======== Information

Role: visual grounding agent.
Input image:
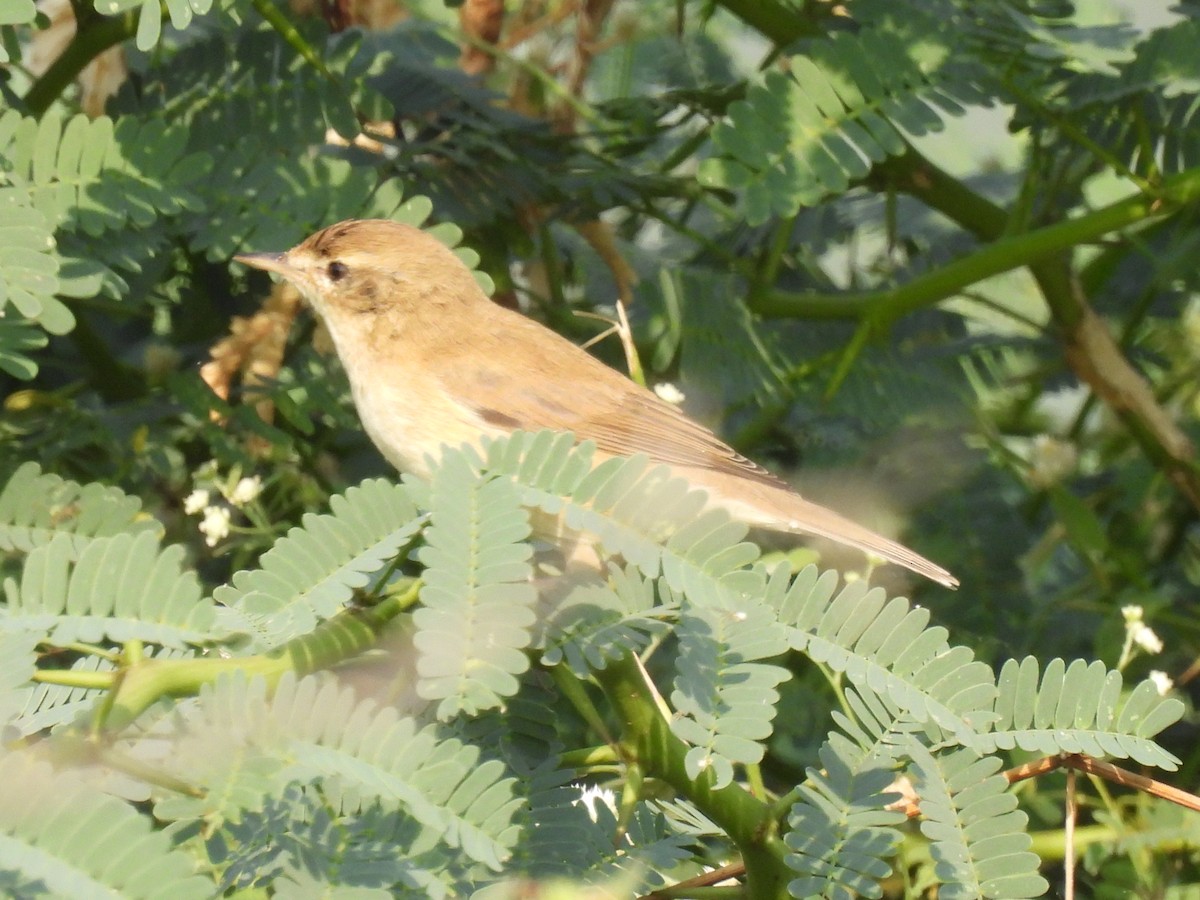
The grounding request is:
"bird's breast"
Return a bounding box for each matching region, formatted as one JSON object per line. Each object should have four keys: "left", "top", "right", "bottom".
{"left": 345, "top": 363, "right": 508, "bottom": 479}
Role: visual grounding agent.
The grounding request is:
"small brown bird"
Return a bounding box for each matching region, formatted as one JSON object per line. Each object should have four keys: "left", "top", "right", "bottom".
{"left": 236, "top": 219, "right": 957, "bottom": 588}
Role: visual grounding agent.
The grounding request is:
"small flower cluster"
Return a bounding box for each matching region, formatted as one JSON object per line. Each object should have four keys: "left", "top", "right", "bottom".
{"left": 1120, "top": 604, "right": 1172, "bottom": 695}
{"left": 183, "top": 464, "right": 263, "bottom": 548}
{"left": 1025, "top": 434, "right": 1077, "bottom": 488}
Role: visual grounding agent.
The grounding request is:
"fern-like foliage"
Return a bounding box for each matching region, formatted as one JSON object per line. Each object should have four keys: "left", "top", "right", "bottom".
{"left": 0, "top": 109, "right": 205, "bottom": 238}
{"left": 412, "top": 448, "right": 538, "bottom": 720}
{"left": 149, "top": 672, "right": 522, "bottom": 871}
{"left": 189, "top": 146, "right": 405, "bottom": 262}
{"left": 670, "top": 599, "right": 790, "bottom": 788}
{"left": 214, "top": 478, "right": 423, "bottom": 650}
{"left": 0, "top": 188, "right": 73, "bottom": 341}
{"left": 18, "top": 654, "right": 116, "bottom": 736}
{"left": 0, "top": 751, "right": 212, "bottom": 898}
{"left": 771, "top": 566, "right": 998, "bottom": 740}
{"left": 784, "top": 741, "right": 906, "bottom": 899}
{"left": 4, "top": 0, "right": 1200, "bottom": 890}
{"left": 116, "top": 26, "right": 365, "bottom": 150}
{"left": 0, "top": 319, "right": 47, "bottom": 380}
{"left": 214, "top": 785, "right": 465, "bottom": 897}
{"left": 0, "top": 630, "right": 37, "bottom": 729}
{"left": 979, "top": 656, "right": 1183, "bottom": 769}
{"left": 362, "top": 22, "right": 695, "bottom": 229}
{"left": 670, "top": 266, "right": 790, "bottom": 410}
{"left": 537, "top": 563, "right": 670, "bottom": 676}
{"left": 0, "top": 462, "right": 156, "bottom": 559}
{"left": 484, "top": 430, "right": 763, "bottom": 605}
{"left": 0, "top": 107, "right": 207, "bottom": 302}
{"left": 699, "top": 29, "right": 986, "bottom": 224}
{"left": 785, "top": 683, "right": 929, "bottom": 897}
{"left": 1047, "top": 17, "right": 1200, "bottom": 177}
{"left": 907, "top": 743, "right": 1049, "bottom": 900}
{"left": 0, "top": 429, "right": 1191, "bottom": 895}
{"left": 496, "top": 766, "right": 694, "bottom": 894}
{"left": 2, "top": 531, "right": 215, "bottom": 647}
{"left": 494, "top": 766, "right": 608, "bottom": 881}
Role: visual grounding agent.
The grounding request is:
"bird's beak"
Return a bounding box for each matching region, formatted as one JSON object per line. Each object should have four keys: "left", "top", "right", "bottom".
{"left": 234, "top": 251, "right": 296, "bottom": 279}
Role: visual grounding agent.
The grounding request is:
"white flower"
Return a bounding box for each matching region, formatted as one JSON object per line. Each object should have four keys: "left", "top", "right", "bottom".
{"left": 1121, "top": 605, "right": 1144, "bottom": 624}
{"left": 183, "top": 489, "right": 210, "bottom": 515}
{"left": 1132, "top": 624, "right": 1163, "bottom": 655}
{"left": 199, "top": 506, "right": 232, "bottom": 547}
{"left": 229, "top": 475, "right": 262, "bottom": 507}
{"left": 653, "top": 382, "right": 686, "bottom": 405}
{"left": 1026, "top": 435, "right": 1076, "bottom": 488}
{"left": 1149, "top": 670, "right": 1174, "bottom": 696}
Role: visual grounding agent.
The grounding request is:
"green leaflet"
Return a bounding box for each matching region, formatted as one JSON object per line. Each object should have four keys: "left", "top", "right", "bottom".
{"left": 698, "top": 29, "right": 985, "bottom": 224}
{"left": 981, "top": 656, "right": 1183, "bottom": 769}
{"left": 3, "top": 530, "right": 215, "bottom": 648}
{"left": 0, "top": 190, "right": 72, "bottom": 337}
{"left": 150, "top": 671, "right": 522, "bottom": 872}
{"left": 670, "top": 600, "right": 790, "bottom": 789}
{"left": 414, "top": 448, "right": 538, "bottom": 720}
{"left": 0, "top": 462, "right": 156, "bottom": 558}
{"left": 0, "top": 751, "right": 211, "bottom": 899}
{"left": 214, "top": 478, "right": 424, "bottom": 650}
{"left": 908, "top": 743, "right": 1049, "bottom": 900}
{"left": 785, "top": 748, "right": 905, "bottom": 900}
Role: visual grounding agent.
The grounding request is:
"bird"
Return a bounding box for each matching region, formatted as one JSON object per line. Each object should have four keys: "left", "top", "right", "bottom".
{"left": 235, "top": 219, "right": 957, "bottom": 588}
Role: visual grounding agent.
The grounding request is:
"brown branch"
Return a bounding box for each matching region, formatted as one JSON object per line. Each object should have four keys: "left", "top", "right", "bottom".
{"left": 641, "top": 861, "right": 744, "bottom": 898}
{"left": 1056, "top": 276, "right": 1200, "bottom": 511}
{"left": 1005, "top": 753, "right": 1200, "bottom": 815}
{"left": 891, "top": 150, "right": 1200, "bottom": 514}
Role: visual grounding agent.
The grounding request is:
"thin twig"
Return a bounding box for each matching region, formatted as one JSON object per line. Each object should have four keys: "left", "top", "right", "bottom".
{"left": 1065, "top": 768, "right": 1076, "bottom": 900}
{"left": 1005, "top": 754, "right": 1200, "bottom": 814}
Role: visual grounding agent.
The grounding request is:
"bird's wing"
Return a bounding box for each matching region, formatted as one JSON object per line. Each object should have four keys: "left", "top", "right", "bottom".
{"left": 452, "top": 323, "right": 788, "bottom": 490}
{"left": 447, "top": 316, "right": 959, "bottom": 589}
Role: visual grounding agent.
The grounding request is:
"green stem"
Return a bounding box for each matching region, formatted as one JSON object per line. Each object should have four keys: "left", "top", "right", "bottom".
{"left": 559, "top": 744, "right": 620, "bottom": 770}
{"left": 552, "top": 664, "right": 617, "bottom": 747}
{"left": 596, "top": 654, "right": 789, "bottom": 899}
{"left": 249, "top": 0, "right": 332, "bottom": 77}
{"left": 874, "top": 150, "right": 1009, "bottom": 241}
{"left": 887, "top": 143, "right": 1200, "bottom": 510}
{"left": 758, "top": 213, "right": 797, "bottom": 288}
{"left": 823, "top": 318, "right": 871, "bottom": 398}
{"left": 752, "top": 168, "right": 1200, "bottom": 321}
{"left": 23, "top": 12, "right": 138, "bottom": 117}
{"left": 32, "top": 668, "right": 115, "bottom": 690}
{"left": 102, "top": 579, "right": 420, "bottom": 731}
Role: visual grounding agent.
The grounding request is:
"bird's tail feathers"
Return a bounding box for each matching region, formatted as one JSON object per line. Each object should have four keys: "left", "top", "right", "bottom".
{"left": 725, "top": 484, "right": 959, "bottom": 589}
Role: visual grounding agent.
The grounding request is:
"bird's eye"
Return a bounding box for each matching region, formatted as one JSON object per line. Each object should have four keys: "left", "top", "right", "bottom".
{"left": 327, "top": 261, "right": 348, "bottom": 282}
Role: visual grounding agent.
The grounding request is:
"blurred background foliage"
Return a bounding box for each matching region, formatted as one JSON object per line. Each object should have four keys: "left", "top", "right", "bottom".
{"left": 4, "top": 0, "right": 1200, "bottom": 892}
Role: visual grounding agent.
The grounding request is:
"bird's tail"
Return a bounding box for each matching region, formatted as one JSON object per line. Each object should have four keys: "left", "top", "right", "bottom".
{"left": 726, "top": 482, "right": 959, "bottom": 589}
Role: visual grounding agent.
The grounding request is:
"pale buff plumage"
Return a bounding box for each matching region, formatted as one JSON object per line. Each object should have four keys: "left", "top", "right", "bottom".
{"left": 236, "top": 219, "right": 958, "bottom": 588}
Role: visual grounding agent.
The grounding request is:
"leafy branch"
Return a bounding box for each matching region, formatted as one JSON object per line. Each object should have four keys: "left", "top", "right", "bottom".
{"left": 753, "top": 168, "right": 1200, "bottom": 322}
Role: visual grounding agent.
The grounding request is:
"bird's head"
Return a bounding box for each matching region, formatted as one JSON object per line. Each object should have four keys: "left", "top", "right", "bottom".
{"left": 235, "top": 219, "right": 482, "bottom": 322}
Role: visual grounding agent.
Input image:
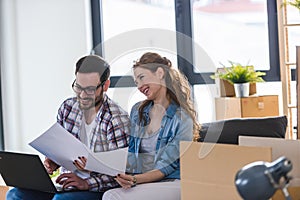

================

*What to work on:* Search the entries for the string "foliage" and copy each line where it occurs.

*Completed exercise:*
"fern-like foliage"
"blurred background foliage"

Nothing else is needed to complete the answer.